> Фрагмент
На солнечном пляже Джульетта погружается в мгновенную дрему (фильм "Джульетта и духи"). И возникает тот же берег, но весь его колорит — гнилостно-зеленый, потусторонний. И какой-то из давних ее знакомцев, то ли дядя, то ли дед, в странном одеянии, напоминающем клоунское, которое почти лопается на его теле атлета, тянет канат из моря, надрывается, просит у Джульетты помощи. Но стоит ей взяться за канат, как старик мгновенно отстраняется, говорит: "Ну, теперь это уже твоя проблема".
Намеки, кажется, нарочито прозрачны, но... многозначны. И в этом сила Феллини. Подобно канатоходцу, он балансирует на этом канате между мистико-символической глубиной и самым грубым бурлеском той или иной сцены, но никогда не проваливается в натурализм, плоскость, одномерность.

> Извлечённые данные
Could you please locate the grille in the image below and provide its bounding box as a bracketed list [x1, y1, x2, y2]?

...

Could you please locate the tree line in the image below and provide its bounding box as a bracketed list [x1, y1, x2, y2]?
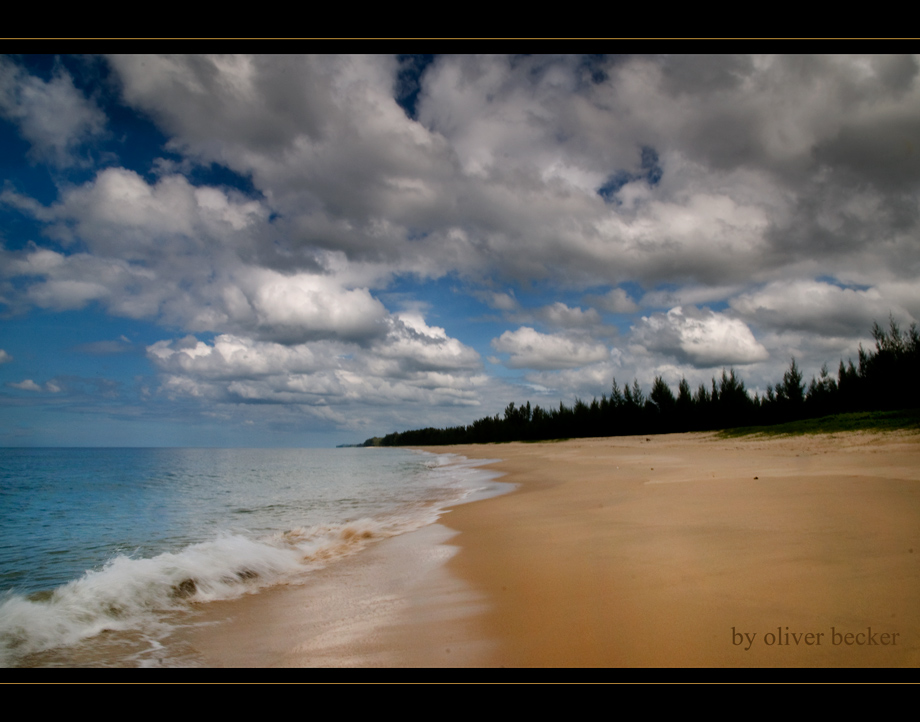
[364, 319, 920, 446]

> Задание
Что говорит старик Джульетте, когда она берётся за канат, согласно фрагменту о фильме «Джульетта и духи»? Записи взяты из другого источника.

> Результат
«Ну, теперь это уже твоя проблема».